[Position annotation rows]
--
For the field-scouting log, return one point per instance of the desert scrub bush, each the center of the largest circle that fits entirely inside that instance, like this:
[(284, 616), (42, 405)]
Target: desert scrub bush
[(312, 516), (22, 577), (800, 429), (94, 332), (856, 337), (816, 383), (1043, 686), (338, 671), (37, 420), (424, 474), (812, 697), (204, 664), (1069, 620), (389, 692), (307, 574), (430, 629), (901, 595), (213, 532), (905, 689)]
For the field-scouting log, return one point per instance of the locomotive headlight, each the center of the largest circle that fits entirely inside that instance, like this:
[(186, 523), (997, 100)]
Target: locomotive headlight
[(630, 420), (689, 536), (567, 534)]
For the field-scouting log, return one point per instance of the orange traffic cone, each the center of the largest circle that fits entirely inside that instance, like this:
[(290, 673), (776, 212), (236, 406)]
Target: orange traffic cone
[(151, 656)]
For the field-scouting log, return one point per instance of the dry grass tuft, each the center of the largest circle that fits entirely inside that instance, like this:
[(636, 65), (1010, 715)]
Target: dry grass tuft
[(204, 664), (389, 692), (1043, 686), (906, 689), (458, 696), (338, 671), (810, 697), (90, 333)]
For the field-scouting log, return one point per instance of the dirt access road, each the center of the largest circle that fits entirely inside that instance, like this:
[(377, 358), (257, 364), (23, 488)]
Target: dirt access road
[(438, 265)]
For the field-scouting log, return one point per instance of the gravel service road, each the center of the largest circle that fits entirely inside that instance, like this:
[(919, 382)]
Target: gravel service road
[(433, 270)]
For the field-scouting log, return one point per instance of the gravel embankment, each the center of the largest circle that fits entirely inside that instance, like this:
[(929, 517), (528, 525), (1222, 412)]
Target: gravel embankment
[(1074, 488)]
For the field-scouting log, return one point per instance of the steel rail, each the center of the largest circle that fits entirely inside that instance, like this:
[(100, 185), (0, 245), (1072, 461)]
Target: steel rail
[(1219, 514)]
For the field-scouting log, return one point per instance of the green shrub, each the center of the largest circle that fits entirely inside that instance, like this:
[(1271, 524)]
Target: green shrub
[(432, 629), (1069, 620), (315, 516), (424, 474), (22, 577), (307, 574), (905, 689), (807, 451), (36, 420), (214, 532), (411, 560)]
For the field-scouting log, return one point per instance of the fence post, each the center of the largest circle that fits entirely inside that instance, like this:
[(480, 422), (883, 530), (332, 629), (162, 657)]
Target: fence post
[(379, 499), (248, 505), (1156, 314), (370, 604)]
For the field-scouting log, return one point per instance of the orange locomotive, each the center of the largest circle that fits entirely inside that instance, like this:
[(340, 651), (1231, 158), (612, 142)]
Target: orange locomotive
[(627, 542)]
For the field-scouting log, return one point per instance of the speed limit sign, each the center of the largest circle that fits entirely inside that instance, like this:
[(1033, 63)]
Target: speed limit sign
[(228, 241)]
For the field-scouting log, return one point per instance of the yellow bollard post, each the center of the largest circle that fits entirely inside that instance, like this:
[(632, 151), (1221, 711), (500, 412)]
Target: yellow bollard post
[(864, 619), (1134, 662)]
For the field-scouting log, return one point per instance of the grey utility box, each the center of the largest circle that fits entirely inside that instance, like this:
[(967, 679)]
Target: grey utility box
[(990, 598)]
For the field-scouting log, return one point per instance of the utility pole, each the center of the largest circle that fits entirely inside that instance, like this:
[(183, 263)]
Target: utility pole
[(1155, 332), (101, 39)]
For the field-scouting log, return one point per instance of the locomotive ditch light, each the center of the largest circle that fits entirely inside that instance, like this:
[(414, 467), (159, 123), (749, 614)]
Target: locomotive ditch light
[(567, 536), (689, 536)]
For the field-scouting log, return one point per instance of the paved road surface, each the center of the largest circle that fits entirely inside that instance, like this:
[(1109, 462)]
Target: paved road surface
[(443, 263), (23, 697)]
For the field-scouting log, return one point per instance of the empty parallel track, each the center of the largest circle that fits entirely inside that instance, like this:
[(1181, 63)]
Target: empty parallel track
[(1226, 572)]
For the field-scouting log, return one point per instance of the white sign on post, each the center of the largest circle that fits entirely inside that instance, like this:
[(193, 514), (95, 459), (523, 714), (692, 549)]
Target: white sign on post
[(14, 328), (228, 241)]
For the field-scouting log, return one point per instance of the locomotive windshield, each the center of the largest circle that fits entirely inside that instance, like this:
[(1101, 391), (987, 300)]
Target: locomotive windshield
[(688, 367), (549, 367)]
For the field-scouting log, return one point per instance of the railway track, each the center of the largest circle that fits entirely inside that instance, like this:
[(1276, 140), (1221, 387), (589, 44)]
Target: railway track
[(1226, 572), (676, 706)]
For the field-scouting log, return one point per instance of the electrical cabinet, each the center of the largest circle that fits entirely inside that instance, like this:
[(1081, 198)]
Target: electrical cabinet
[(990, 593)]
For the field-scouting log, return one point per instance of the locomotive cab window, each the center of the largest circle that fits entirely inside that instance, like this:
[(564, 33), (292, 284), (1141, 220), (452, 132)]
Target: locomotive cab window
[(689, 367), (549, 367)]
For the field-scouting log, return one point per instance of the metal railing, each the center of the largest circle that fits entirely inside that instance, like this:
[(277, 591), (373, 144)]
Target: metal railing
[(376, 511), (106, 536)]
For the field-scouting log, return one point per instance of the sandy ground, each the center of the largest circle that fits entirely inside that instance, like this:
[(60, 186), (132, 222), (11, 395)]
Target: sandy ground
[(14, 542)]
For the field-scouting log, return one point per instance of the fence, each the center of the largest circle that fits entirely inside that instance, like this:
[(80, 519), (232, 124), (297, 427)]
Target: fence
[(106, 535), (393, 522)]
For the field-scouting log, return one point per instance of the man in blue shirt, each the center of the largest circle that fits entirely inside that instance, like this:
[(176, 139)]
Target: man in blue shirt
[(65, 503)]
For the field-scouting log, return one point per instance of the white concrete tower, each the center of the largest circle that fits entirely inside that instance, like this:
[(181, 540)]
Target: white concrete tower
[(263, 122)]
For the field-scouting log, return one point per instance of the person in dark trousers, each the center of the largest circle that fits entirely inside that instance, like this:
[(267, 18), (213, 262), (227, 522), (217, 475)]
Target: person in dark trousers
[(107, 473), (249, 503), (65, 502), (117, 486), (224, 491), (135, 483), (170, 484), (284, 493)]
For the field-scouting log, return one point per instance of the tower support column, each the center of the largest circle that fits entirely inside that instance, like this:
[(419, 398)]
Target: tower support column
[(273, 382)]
--
- Your task:
Reproduce each of the rows above word for word, with no changes.

- Complete answer:
For the field-scouting log, return one point per instance of the desert scrub bush, each the center of the largest circle that fits entirely inside that instance, like this:
[(284, 616), (42, 405)]
Target: desert scrub bush
[(312, 516), (22, 577), (800, 429), (94, 332), (856, 337), (816, 383), (1043, 686), (338, 671), (37, 420), (424, 474), (812, 697), (204, 664), (1069, 620), (389, 692), (307, 574), (430, 629), (901, 595), (213, 532), (905, 689)]
For the field-scouting log, return one point per instance of the locomotive headlight, each the center of the largest circle that fits entirely inside that instance, like this:
[(186, 523), (997, 100)]
Target: locomotive headlight
[(630, 420), (689, 536), (567, 534)]
For the field-scouting log, return one point per instance of the orange traffic cone, each the center of the largest circle that fits entirely inside that instance, like this:
[(290, 673), (776, 212), (236, 406)]
Target: orange traffic cone
[(151, 656)]
For the field-scouting log, return one point per instance of the dry grass tuft, each the center of the largest circle that fits entirely inside that instance, like this:
[(636, 65), (1010, 715)]
Target: dry grass tuft
[(204, 664), (389, 692), (1043, 686), (906, 689), (458, 696), (338, 671), (810, 697), (90, 333)]
For the field-scouting log, return one point per instance of the dirt access road, each the center of the largest circle that fits entirely inside that instance, like this:
[(377, 358), (257, 364), (23, 488)]
Target: dirt access road
[(438, 265)]
For the field-scouting log, return one point per instance of the gravel service road, each the center of the largest circle that fits entirely inside that instance, like this:
[(919, 382)]
Target: gravel service road
[(433, 270)]
For the field-scouting log, return one point per instance of the gravel embankment, each the center of the largest circle that fits entirely inside that instance, like this:
[(929, 517), (528, 525), (1222, 412)]
Target: gravel embankment
[(1074, 488)]
For the field-scouting log, return one point per instance of the steel rail, each the center of the largest circle that fits entirely inside that instance, like this:
[(100, 185), (0, 245), (1072, 461)]
Target: steel rail
[(1219, 514)]
For the field-scouting log, return one point per instance of the green shrub, each the center of the largest circle that fits entirely inside that instance, like this:
[(1271, 524)]
Target: green shrub
[(432, 629), (1069, 620), (315, 516), (424, 474), (22, 577), (307, 574), (905, 689), (807, 451), (36, 420), (214, 532), (411, 560)]
For the field-scouting log, return one point per instance of the fence post, each the center of the largest circle that fits entirely inside that instance, like this:
[(480, 422), (883, 530), (332, 629), (162, 657)]
Target: fence post
[(379, 499), (248, 505), (1156, 314), (370, 604)]
For the field-scouting log, return one point per instance of the orange locomotive, each the center of the largest circle that fits entirely inside that instance, like this:
[(340, 651), (1231, 158), (612, 142)]
Target: orange locomotive
[(627, 542)]
For the field-scouting log, return one point per instance of the speed limit sign, each the center of the largest circle that fits entirely inside that instance, like this:
[(1033, 63)]
Target: speed limit sign
[(228, 241)]
For the field-scouting log, return one point per instance of the yellow bollard post, each the center of the largest circle that fits entirely inside that instance, like this:
[(632, 151), (1221, 711), (500, 412)]
Target: yellow bollard post
[(864, 619), (1134, 662)]
For the field-scouting log, return one point per instance of the grey utility box, each the center of the largest circle that fits entirely inside that instance, like this:
[(967, 679)]
Target: grey utility box
[(990, 598)]
For the field-scouting log, return one point per instance of the utility pole, each the center of the largest circle that fits entirely inside that instance, like this:
[(183, 263)]
Target: utility pole
[(1155, 332), (101, 39)]
For the field-scouting log, return one point per instance of the locomotive ditch light, each the center of the largest circle that fits entirely inside that instance, like this:
[(414, 467), (159, 123), (749, 614)]
Target: locomotive ditch light
[(567, 536), (689, 536)]
For the field-scouting log, return one point per instance of the paved road surface, each the center of the largest circle that fits entirely inside that instance, like this:
[(1109, 462)]
Target: paved road surface
[(443, 263), (23, 697)]
For the field-scouting log, return one point per instance of the empty parallel track, each the center of the largest circle that fits entirely inside that instance, like this:
[(1181, 63)]
Target: empty parallel track
[(1226, 572)]
For the field-scouting log, return one point per instance of the white sign on post, each the center of the largest circle that fits entirely inside that instance, like this:
[(193, 514), (95, 459), (523, 714), (692, 549)]
Target: white sign on post
[(14, 328), (228, 241)]
For the field-scouting log, return one point per instance of the locomotive windshield, each the center of the largest circle that fits entirely inside that instance, like this:
[(1101, 391), (987, 300)]
Target: locomotive windshield
[(688, 367), (549, 367)]
For the field-scouting log, return one point per instance of the railway track, each the center of the largest circle that fits entirely inside that instance, like this:
[(1276, 140), (1221, 387), (589, 44)]
Target: railway track
[(1226, 572), (676, 706)]
For the field-scouting log, return one point per instance of the electrical cabinet, each the center of the largest circle that fits entirely inside that instance, like this:
[(1081, 198)]
Target: electrical cabinet
[(990, 593)]
For the field-scouting log, return one point per instance of the locomotive cab window, each the center of the largest circle that fits entirely inside that instance, like this:
[(564, 33), (292, 284), (1141, 220), (452, 132)]
Target: locomotive cab window
[(689, 367), (549, 367)]
For the field-scouting log, return one point per instance of the metal railing, each the center of the largest circle that fits entirely inside that instance, like this:
[(277, 591), (373, 144)]
Target: metal railing
[(376, 511), (106, 536)]
For the field-scouting log, return one point per instance of the sandy ground, each the center of the largest circle that fits entirely inside that instance, like this:
[(60, 186), (132, 222), (11, 395)]
Target: sandy ground
[(14, 542)]
For the field-scouting log, return one point per instance of the fence, each the center of the largest circle that fits entirely inside that instance, like this:
[(80, 519), (232, 124), (297, 427)]
Target: fence
[(106, 535), (393, 522)]
For the field-scouting log, return one point per instance of the man in blue shirt, each the center of the largest circle that fits entirely inside that instance, like this:
[(176, 139)]
Target: man in blue shirt
[(65, 503)]
For the field-scouting log, return one point per instance of the white concrete tower, each the center of the largest circle that fits entirely inside that instance, like this:
[(181, 540)]
Target: white concrete tower
[(263, 122)]
For the field-scouting log, return one point per instance of the person in dark trousers, each the center of the largest circle that fits entirely inside that instance, like this:
[(267, 18), (213, 262), (227, 522), (217, 475)]
Target: person in dark trousers
[(107, 473), (249, 503), (65, 502), (117, 486), (224, 491), (135, 483), (170, 484), (284, 493)]
For the field-scouting log, return one point per instance of the tower support column, each the center of the largest circle that fits entirely inside that instance, like this:
[(419, 398)]
Target: tower support column
[(273, 382)]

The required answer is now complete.